» PROMPT: The required output consists solely of the lines from the line containing "Check that every instance of the tan" through the end of the records, copied exactly.

==== DATA SECTION

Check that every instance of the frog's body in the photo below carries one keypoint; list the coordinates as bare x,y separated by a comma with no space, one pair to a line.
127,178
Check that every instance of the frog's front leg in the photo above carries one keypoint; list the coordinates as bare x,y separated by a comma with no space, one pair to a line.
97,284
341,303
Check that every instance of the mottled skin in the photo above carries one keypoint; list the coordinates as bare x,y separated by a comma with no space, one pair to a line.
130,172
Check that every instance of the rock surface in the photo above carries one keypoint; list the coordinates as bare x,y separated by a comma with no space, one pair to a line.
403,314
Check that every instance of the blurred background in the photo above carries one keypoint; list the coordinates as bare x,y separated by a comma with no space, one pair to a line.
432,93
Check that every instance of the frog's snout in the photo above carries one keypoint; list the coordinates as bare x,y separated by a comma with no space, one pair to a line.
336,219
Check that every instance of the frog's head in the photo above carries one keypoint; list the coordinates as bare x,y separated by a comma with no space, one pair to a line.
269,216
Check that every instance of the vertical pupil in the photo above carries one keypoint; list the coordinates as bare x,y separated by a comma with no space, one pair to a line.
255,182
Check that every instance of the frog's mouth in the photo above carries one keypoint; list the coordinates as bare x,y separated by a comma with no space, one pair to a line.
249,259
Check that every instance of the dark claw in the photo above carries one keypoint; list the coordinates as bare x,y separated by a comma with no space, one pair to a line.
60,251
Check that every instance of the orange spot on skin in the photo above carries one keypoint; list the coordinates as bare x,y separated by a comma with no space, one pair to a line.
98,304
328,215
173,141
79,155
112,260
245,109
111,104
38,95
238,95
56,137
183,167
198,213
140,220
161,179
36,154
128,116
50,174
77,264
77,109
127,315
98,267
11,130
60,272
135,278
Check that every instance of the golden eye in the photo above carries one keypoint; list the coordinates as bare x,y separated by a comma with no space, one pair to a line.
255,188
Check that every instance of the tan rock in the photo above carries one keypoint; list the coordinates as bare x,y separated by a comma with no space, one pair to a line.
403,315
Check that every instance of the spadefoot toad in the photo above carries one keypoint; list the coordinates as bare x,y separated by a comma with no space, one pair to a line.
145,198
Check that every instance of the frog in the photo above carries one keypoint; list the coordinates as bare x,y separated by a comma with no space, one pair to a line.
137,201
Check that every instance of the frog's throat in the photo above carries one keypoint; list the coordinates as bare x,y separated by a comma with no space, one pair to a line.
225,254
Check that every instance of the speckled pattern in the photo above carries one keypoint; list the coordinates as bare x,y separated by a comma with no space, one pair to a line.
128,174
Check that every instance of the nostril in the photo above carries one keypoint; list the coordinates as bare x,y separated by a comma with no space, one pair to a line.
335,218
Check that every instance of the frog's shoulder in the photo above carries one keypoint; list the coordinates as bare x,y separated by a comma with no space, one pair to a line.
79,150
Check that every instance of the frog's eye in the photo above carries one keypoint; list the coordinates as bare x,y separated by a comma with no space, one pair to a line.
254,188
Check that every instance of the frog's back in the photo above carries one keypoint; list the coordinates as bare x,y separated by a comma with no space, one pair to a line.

========

» SOLUTION FOR THIS TASK:
Check that every instance of the tan rock in the photo above carries one keypoint; list the coordinates as bare x,y separated by a comma with no space, one pair to a line.
403,315
Check that every instance of the spadefoot toad in the photo above carries one keypoint; list the coordinates as bare x,y separated by a comma with no space, one pair to a line.
145,198
Check that every instance of the frog in the photo above carries one keypoint; list the coordinates as bare x,y separated by a comma with no space, one pair to a line.
137,201
Check that every instance of the frog's throat in the photo above carries one keypoint; list the coordinates as bare x,y separated by a comma with no space, one pair to a line.
225,254
Check that every instance of the speckled pattern in the photo above carries one keypoint; list the coordinates as bare x,y separated by a comma with no space, one pair to a line.
128,174
Check that every instance of the nostril in the photo above carries one keypoint; list the coordinates as bare x,y separated by a comma with no space, one pair to a line.
335,218
Check that every instance of the frog's shoulder in the photo above carries one keypoint; list the coordinates as bare x,y separated by a comma with no space, one pair to a line.
79,150
Check that every instance of the frog's eye in the photo above carries one keypoint; list the coordinates as bare x,y separated by a comma with no space, one pair to a line.
254,188
Check that every instance of the frog's back in the photo above carries one keypoint; list the coordinates as bare x,y separated by a comma with no space, one pair to a line.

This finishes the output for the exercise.